> Your assignment: Can you carry the article on storing emergency medical information on your phone forward from its last sentence?

How five minutes on your phone can help ensure your medical decisions are honored in an emergency.
Every March, Saint Patrick's Day rolls around with its familiar symbols of luck: four leaf clovers, pots of gold, and the idea that maybe fortune will smile upon us if we just wear enough green.
However, when it comes to your health and your legal wishes, luck is not a strategy. If something unfortunate occurs, luck does not guarantee that emergency responders can track down family members or locate appropriate legal documents to let them know what type of medical treatment you prefer.
That is why one of the smartest adulting moves you can make takes less than five (5) minutes and uses something you already carry everywhere: your phone.
Both iPhones and Android devices allow you to store emergency medical information that can be accessed from your lock screen. Specifically, your emergency contacts, medications, allergies, and even a reference to your advanced healthcare directive can be available immediately when it matters most. Rather than just storing your advanced health care directive in your glove compartment or in your file cabinet, consider updating your phone with your legal medical information in case something unfortunate occurs.
What is an Advanced Healthcare Directive?
Estate planning is not just about distributing assets; it is also about protecting yourself. A financial power of attorney allows someone you trust to manage your affairs if you are unable to do so, while a healthcare directive ensures your medical wishes are honored. In essence, an advanced healthcare directive is a legal document that explains your medical wishes if you are unable to speak for yourself. This document names the person you that appoint as your healthcare proxy or medical decision maker and provides instructions about life sustaining treatment.

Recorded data
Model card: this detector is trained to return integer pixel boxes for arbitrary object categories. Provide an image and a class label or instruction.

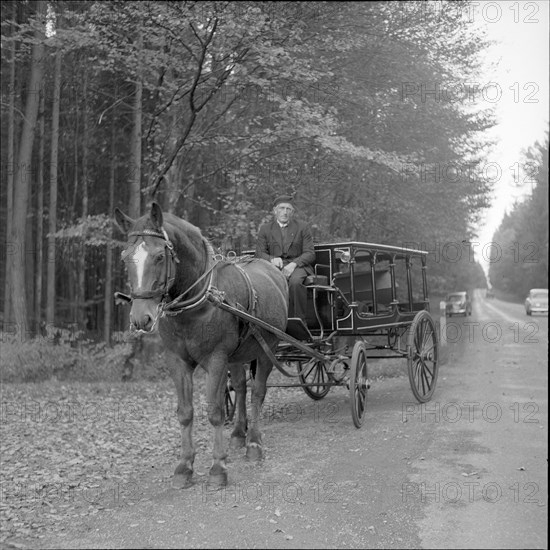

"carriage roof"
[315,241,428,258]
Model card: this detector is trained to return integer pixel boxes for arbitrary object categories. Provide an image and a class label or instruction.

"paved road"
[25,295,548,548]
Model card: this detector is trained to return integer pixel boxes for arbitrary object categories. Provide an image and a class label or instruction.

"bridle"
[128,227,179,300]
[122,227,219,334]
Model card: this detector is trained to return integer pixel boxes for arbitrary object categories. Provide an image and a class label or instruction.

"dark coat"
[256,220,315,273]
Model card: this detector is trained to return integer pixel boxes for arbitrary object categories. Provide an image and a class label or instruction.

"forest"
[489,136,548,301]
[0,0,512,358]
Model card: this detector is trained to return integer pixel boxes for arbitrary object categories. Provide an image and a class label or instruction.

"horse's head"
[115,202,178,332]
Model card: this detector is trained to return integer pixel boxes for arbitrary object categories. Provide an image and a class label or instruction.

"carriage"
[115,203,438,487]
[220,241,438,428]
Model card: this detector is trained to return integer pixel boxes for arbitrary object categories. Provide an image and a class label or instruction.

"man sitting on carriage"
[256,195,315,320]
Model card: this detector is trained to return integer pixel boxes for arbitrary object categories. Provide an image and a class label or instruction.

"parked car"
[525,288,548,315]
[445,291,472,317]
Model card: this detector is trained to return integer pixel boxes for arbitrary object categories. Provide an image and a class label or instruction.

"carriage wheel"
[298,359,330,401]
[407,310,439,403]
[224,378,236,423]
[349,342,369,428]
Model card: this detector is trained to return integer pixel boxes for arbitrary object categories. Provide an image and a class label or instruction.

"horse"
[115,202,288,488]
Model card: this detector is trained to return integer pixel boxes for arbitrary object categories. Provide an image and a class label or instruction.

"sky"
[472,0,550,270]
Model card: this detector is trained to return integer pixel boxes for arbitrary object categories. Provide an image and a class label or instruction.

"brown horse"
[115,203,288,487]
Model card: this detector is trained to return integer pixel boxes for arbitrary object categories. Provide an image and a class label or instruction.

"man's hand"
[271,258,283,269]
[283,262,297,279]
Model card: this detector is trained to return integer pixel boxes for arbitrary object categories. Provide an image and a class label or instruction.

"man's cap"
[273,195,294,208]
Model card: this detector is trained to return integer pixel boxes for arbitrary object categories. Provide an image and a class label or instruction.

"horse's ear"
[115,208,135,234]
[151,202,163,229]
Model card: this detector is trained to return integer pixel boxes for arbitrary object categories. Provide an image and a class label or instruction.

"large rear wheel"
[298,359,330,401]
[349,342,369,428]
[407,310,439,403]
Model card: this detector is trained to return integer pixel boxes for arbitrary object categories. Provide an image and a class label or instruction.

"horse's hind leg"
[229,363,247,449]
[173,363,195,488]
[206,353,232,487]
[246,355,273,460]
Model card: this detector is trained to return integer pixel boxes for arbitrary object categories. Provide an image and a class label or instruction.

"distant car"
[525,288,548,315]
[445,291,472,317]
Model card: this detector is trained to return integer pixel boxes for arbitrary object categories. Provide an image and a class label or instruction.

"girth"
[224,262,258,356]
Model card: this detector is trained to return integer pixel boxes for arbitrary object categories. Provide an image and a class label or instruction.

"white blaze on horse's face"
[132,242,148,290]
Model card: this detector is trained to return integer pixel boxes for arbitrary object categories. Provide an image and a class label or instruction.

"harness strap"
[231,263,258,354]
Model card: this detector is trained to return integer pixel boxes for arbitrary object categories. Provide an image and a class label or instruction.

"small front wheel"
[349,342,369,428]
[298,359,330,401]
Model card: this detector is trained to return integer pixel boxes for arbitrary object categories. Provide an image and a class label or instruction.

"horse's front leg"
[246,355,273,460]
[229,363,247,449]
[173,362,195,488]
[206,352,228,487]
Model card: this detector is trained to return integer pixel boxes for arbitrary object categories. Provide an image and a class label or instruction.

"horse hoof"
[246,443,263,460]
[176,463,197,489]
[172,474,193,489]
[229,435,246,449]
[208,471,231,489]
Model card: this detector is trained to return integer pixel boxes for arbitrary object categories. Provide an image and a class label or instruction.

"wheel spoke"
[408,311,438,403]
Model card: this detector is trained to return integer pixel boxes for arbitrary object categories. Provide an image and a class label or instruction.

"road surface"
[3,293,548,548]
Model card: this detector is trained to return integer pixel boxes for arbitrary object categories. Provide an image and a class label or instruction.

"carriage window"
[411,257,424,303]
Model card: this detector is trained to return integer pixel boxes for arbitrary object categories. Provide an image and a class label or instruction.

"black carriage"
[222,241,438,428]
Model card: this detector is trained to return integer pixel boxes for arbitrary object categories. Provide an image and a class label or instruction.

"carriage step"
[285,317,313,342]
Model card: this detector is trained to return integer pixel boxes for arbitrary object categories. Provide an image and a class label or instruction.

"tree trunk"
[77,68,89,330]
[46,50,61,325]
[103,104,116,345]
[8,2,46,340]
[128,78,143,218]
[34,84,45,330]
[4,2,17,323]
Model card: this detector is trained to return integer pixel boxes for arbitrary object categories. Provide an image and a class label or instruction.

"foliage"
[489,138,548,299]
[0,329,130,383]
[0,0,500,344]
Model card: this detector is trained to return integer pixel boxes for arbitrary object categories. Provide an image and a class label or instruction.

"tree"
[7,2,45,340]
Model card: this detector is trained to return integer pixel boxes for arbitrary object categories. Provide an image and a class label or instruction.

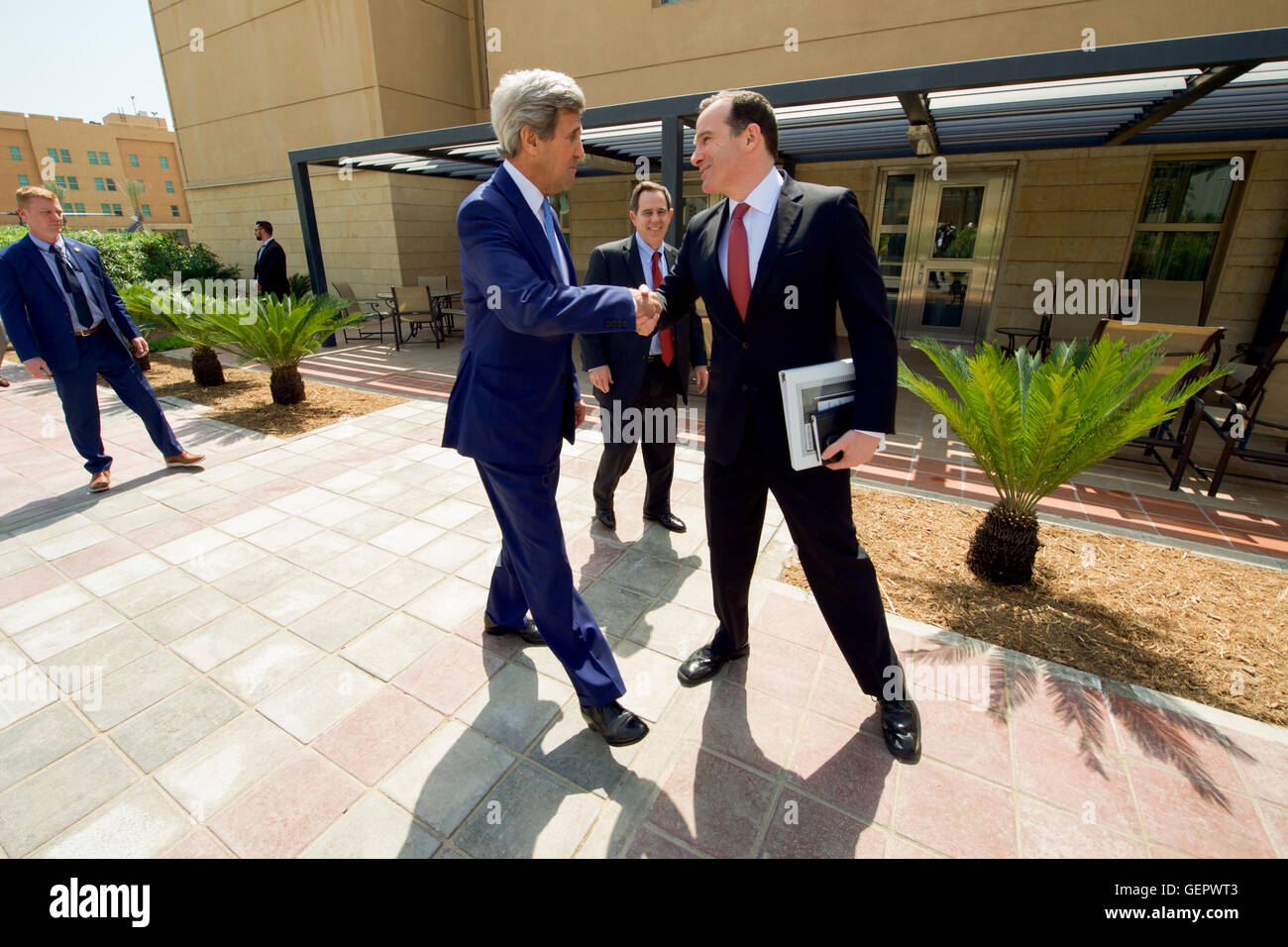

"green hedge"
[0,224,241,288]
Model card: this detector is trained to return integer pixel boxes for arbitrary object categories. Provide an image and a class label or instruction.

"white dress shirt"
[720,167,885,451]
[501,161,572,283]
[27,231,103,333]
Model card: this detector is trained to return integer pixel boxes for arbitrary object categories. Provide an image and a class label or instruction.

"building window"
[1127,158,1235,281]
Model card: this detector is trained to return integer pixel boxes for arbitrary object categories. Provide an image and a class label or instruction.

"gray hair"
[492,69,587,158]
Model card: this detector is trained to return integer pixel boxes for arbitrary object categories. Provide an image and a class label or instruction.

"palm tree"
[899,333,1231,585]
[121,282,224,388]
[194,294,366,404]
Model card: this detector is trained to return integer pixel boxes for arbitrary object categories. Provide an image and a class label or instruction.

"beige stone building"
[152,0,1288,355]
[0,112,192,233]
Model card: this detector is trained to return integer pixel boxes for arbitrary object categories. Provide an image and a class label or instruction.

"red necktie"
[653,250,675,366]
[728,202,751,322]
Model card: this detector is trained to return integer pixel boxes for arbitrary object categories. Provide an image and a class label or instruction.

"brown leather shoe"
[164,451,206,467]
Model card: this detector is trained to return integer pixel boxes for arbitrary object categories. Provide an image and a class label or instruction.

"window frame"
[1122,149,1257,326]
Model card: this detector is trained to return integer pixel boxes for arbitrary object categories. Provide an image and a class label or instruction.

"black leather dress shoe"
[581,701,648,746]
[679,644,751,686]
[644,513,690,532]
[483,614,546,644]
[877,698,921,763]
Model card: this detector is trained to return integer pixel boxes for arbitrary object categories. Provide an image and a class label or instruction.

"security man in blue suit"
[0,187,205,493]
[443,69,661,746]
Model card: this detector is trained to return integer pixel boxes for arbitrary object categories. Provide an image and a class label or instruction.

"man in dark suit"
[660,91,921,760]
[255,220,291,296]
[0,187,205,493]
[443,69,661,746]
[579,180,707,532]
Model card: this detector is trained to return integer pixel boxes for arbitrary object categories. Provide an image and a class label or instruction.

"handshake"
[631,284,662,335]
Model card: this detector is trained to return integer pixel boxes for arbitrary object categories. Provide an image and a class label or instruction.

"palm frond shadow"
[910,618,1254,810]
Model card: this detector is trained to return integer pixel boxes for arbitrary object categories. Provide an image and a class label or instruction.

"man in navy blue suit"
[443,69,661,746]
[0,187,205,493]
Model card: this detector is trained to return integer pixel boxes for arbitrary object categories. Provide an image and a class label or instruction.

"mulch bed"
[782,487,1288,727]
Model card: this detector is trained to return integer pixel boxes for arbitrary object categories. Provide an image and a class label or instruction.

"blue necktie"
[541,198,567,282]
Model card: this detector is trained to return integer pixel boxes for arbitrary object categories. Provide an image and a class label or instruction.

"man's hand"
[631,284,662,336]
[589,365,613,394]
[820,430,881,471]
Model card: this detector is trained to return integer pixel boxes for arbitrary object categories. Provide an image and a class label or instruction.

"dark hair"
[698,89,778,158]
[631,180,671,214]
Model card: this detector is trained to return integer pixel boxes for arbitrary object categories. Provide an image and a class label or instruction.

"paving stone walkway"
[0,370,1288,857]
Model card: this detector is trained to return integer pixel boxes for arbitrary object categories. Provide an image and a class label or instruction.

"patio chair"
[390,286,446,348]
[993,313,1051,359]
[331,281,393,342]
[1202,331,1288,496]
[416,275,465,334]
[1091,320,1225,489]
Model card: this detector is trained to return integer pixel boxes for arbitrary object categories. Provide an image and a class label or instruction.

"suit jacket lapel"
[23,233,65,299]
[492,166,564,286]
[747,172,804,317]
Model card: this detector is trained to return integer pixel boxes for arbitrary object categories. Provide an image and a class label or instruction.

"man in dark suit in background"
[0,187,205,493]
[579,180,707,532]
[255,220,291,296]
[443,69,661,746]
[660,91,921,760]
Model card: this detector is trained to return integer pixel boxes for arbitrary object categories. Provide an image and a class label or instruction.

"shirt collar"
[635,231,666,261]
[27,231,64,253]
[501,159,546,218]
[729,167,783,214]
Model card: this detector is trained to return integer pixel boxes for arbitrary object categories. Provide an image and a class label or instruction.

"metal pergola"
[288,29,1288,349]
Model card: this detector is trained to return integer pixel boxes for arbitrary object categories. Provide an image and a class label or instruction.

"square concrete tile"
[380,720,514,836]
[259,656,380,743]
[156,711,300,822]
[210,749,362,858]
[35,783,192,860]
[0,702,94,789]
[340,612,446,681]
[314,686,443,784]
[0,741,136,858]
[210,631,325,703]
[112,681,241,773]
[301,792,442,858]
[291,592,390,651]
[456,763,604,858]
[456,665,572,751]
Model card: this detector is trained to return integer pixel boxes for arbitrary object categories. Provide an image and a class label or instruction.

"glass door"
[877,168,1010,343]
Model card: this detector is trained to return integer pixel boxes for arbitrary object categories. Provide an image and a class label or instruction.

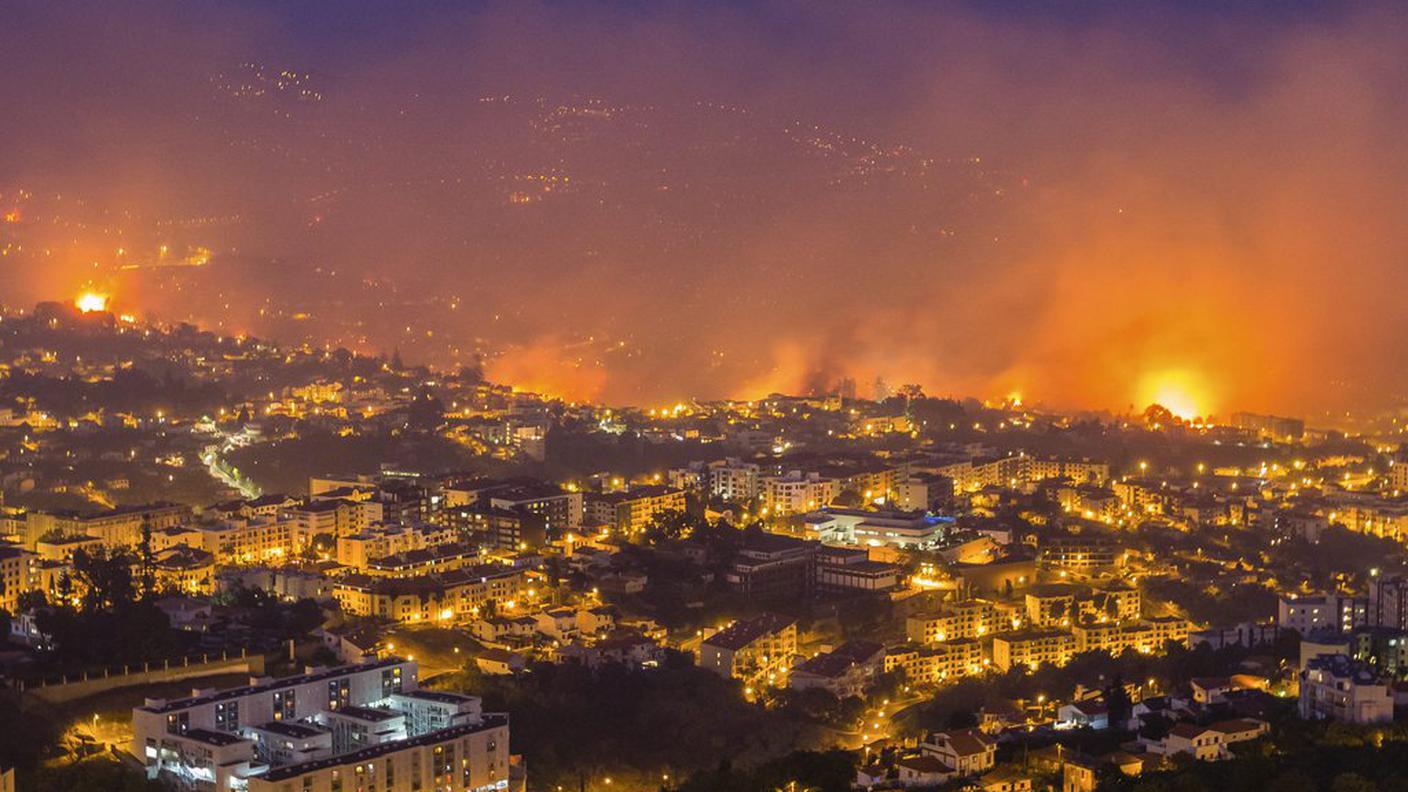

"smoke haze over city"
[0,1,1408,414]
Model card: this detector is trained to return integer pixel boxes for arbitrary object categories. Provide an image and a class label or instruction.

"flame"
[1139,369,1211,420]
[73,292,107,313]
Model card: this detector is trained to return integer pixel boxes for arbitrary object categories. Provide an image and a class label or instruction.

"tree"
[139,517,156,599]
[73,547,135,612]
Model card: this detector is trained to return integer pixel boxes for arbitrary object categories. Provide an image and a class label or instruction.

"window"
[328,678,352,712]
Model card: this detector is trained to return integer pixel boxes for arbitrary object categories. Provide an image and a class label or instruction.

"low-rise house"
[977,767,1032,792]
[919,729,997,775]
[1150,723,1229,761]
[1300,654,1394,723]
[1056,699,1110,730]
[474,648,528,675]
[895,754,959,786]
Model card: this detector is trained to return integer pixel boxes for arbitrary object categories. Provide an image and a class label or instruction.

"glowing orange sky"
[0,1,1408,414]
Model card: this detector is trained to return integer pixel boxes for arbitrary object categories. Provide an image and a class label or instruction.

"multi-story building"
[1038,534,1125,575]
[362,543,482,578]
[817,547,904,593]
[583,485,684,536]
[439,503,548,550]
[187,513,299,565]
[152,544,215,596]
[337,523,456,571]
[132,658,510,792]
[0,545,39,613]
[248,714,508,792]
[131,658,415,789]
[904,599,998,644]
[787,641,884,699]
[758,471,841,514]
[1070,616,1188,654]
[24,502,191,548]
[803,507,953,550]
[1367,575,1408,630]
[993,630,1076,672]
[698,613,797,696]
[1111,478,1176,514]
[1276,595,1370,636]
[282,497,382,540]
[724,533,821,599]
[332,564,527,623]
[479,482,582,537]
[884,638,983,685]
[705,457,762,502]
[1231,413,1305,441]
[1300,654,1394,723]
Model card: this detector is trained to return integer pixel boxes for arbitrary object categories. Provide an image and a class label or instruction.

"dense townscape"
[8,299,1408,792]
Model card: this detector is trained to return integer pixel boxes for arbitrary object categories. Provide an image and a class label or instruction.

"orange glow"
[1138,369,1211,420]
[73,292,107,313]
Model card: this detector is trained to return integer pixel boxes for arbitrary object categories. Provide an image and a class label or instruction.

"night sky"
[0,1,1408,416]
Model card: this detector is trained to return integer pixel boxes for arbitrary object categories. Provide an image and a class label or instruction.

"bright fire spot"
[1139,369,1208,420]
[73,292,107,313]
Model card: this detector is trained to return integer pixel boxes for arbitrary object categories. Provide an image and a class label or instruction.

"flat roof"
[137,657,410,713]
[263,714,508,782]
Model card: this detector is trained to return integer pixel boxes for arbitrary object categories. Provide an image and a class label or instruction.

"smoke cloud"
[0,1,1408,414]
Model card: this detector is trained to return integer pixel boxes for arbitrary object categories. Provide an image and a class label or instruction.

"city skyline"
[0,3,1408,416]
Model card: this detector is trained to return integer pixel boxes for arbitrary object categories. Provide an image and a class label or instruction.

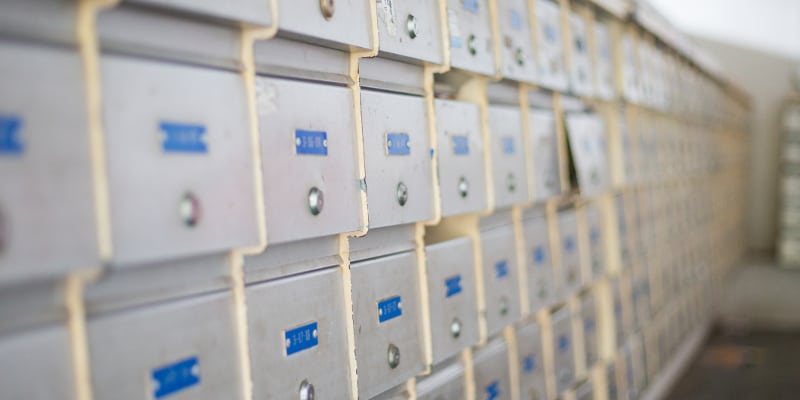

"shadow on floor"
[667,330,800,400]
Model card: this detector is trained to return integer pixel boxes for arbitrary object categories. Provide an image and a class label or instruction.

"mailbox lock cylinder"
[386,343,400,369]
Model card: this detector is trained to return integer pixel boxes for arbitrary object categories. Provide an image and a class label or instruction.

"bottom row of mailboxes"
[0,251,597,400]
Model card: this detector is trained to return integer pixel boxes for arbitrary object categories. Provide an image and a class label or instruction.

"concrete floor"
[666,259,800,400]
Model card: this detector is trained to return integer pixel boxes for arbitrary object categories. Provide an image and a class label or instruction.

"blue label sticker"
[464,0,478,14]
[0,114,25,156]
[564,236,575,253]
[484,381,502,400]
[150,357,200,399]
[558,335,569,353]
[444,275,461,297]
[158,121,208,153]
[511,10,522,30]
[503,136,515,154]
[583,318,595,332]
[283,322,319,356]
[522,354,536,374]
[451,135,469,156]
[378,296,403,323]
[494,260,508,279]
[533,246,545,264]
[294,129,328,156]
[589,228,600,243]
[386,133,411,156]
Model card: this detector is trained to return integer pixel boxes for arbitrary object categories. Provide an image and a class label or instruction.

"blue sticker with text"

> Result of the exercise:
What is Life-Sustaining Treatment?
In North Carolina, “life sustaining treatment” is generally referred to as “life-prolonging measures.” It means medical procedures that would serve to postpone death artificially with treatment which as sustaining or restoring a critical bodily function. Examples of life prolonging treatment include: a ventilator, IV fluids, or even antibiotics. Overall, life sustaining treatment can be an option to keep the body functioning when an underlying condition is not expected to immediately improve.
Using Apple's Medical ID
- Open the health app on your iPhone
- Tap your profile picture in the top corner
- Select medical ID
- Tap edit from there you can add emergency contacts, medical conditions, allergies, medication, and blood type. Most importantly you may include information about your advanced healthcare directive. Although Apple’s medical ID does not allow you to upload the full legal document, you may include a note such as:
Advanced healthcare directive on file healthcare agent: Bridget Jones, 704-867-5309, and copy stored with Dr. Spock, and in my cloud drive.
Note: make sure the settings show when locked is turned on so first responders can access the information.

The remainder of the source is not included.